§ **Parts of the exercise**:
a - In the text about the album Unit, what name did the band give to the warehouse studio where they wrote and recorded the album?
b - Transcribe the passage of the text about the album Unit starting at "In October 1998, the" and ending at "in October 2013.".

§ **Provided text**:
+===+

Unit is the second studio album by Australian rock band Regurgitator, released in November 1997. Its style is a mixture of 1980s style synthesised pop music and alternative rock, with some hip hop influences. The album debuted and peaked at number 4 on the ARIA Charts. At the ARIA Music Awards of 1998, the album won five ARIA Music Awards; including ARIA Award for Album of the Year.

In October 1998, the album was re-released as Unit Re-Booted, which included the album's five music videos.

The album was re-issued on vinyl by Valve in October 2013.

Prior to recording
Regurgitator had just completed their eleventh extensive Australian tour (with The Fauves and Tomorrow People), when they planned to start recording a follow-up to their first album, Tu-Plang. This was delayed when the band decided to make their third trip to America to do a tour with bands Helmet and The Melvins. Yeomans said of the tour, "I remember being completely frightened the whole time. They were real hard-arses. Helmet were a little army unit, and their fans were fucking really intense, really aggressive guys. Yeah, really full-on. So maybe it did have an effect." In 2008, manager Paul Curtis recalled that Yeomans had also stated "thank god Grinspoon came along because they took all the male angst away from our shows".

The Dirty Room
Upon return, the group rented a condemned warehouse in Brisbane's Fortitude Valley to write and record Unit. They affectionately named this studio "The Dirty Room". Yeomans said, "Martin did a lot of the set up – Magoo as well – and they put in carpet underlay that they'd found somewhere that was just filthy. Ergh! It had this real soporific effect as soon as you walked in and you just wanted to fall asleep. One of the funny stories is Rob Cavallo coming in to have a listen to one of the tracks, and he just fell asleep on this piss-stained mattress we had lying on the ground. It was a really dingy vibe."

+===+

§ **Material**:
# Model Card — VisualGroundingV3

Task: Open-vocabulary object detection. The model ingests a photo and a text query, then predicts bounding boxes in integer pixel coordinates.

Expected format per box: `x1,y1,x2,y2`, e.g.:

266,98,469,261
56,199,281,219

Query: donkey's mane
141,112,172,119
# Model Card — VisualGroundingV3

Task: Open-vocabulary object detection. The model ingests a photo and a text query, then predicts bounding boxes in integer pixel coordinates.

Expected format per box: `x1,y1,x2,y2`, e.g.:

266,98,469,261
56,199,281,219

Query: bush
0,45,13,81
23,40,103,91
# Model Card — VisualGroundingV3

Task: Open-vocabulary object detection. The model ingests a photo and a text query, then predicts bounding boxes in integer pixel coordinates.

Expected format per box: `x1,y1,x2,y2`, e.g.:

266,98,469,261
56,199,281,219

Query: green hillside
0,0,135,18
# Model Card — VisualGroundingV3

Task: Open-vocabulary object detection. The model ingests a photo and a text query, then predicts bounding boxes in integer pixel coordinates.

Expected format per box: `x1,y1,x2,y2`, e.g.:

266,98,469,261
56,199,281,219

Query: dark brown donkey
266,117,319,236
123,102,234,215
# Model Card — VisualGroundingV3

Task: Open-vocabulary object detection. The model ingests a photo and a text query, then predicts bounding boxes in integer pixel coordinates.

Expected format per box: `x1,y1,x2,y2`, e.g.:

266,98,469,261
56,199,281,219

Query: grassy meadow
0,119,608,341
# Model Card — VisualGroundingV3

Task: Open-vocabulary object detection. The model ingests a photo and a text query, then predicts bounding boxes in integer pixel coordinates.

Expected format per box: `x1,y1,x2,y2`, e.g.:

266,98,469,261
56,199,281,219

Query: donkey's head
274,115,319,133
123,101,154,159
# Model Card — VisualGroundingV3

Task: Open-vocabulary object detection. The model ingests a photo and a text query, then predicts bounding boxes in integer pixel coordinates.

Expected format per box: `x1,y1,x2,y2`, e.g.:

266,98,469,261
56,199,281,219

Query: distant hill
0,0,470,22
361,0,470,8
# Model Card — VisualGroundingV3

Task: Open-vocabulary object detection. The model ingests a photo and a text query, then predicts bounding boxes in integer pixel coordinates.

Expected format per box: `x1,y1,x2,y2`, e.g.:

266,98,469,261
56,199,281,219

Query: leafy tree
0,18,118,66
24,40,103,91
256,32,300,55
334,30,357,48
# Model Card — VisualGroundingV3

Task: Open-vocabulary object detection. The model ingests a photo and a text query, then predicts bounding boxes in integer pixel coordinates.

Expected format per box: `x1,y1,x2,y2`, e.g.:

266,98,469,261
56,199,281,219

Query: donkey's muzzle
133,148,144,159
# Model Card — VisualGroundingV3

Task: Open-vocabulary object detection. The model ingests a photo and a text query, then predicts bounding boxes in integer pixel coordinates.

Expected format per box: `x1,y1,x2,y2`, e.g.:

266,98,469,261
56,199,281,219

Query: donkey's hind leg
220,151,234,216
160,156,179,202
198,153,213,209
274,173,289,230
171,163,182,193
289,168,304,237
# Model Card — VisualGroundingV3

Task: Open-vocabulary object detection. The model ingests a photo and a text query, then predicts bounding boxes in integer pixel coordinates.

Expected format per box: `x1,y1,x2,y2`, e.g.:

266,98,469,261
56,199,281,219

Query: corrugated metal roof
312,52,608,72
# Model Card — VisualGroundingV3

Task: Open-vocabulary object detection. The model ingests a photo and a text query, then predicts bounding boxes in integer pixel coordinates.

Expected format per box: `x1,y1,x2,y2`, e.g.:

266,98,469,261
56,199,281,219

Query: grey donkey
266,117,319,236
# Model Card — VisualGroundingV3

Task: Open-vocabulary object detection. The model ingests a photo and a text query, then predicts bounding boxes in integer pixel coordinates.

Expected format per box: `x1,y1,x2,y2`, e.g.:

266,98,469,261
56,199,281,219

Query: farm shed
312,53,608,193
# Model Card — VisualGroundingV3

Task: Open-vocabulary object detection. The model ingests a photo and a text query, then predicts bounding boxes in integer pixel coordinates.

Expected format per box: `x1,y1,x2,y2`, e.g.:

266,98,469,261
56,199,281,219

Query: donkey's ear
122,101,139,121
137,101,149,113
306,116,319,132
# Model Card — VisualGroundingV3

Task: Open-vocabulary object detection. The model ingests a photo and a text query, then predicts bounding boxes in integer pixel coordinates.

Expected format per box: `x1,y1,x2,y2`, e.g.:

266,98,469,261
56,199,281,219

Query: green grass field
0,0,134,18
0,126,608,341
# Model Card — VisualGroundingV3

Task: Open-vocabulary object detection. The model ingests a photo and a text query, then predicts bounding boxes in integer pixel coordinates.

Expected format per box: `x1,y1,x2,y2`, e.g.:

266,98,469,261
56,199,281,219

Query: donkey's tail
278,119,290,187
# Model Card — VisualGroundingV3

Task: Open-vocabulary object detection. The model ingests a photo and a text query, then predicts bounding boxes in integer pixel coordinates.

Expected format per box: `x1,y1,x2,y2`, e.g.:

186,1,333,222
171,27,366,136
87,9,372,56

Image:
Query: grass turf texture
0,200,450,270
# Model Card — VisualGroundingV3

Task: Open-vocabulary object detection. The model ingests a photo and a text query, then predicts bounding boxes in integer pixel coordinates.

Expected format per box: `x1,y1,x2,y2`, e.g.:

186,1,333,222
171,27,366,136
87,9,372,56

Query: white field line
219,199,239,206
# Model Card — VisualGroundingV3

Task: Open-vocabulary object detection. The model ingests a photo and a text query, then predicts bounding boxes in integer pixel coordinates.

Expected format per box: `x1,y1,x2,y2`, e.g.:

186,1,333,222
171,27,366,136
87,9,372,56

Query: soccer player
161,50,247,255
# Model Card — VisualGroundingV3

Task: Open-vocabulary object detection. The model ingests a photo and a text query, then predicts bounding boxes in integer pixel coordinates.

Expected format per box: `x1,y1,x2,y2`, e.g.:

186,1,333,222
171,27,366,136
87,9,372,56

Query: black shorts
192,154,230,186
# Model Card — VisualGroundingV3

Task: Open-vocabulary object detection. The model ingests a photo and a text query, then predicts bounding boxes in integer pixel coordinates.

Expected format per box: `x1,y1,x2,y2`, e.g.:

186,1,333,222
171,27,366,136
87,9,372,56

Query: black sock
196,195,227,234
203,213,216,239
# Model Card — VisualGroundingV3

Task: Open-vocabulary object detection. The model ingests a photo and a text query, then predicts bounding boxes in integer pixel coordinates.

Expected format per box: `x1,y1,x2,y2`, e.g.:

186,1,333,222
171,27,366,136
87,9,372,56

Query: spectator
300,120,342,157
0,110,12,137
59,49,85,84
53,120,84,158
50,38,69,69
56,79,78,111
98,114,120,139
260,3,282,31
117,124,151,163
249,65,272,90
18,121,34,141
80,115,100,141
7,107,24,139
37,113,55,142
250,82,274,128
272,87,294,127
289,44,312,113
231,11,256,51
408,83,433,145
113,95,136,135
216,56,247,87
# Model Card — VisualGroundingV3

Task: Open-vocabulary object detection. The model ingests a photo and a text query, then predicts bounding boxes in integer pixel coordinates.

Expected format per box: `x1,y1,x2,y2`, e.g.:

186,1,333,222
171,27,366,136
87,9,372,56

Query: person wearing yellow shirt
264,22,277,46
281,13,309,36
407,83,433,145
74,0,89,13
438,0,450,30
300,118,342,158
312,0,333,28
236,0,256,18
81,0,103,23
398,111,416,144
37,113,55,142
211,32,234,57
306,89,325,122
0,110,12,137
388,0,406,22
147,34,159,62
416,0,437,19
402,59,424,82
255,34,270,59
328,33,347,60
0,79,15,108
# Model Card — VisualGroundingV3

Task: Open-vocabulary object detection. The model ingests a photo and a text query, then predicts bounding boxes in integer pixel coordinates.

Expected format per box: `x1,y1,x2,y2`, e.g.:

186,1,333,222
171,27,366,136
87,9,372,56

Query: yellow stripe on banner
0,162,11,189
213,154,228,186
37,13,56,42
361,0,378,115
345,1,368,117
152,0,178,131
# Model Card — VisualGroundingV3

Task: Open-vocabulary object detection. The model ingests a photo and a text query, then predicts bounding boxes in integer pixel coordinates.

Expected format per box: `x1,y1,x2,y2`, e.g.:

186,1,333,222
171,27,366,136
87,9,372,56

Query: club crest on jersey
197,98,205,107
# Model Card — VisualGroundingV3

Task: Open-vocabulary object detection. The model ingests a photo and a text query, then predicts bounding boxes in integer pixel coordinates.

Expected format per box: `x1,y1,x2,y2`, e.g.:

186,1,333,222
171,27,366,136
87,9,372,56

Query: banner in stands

+===+

§ **Final results**:
a - "The Dirty Room"

b -
In October 1998, the album was re-released as Unit Re-Booted, which included the album's five music videos.

The album was re-issued on vinyl by Valve in October 2013.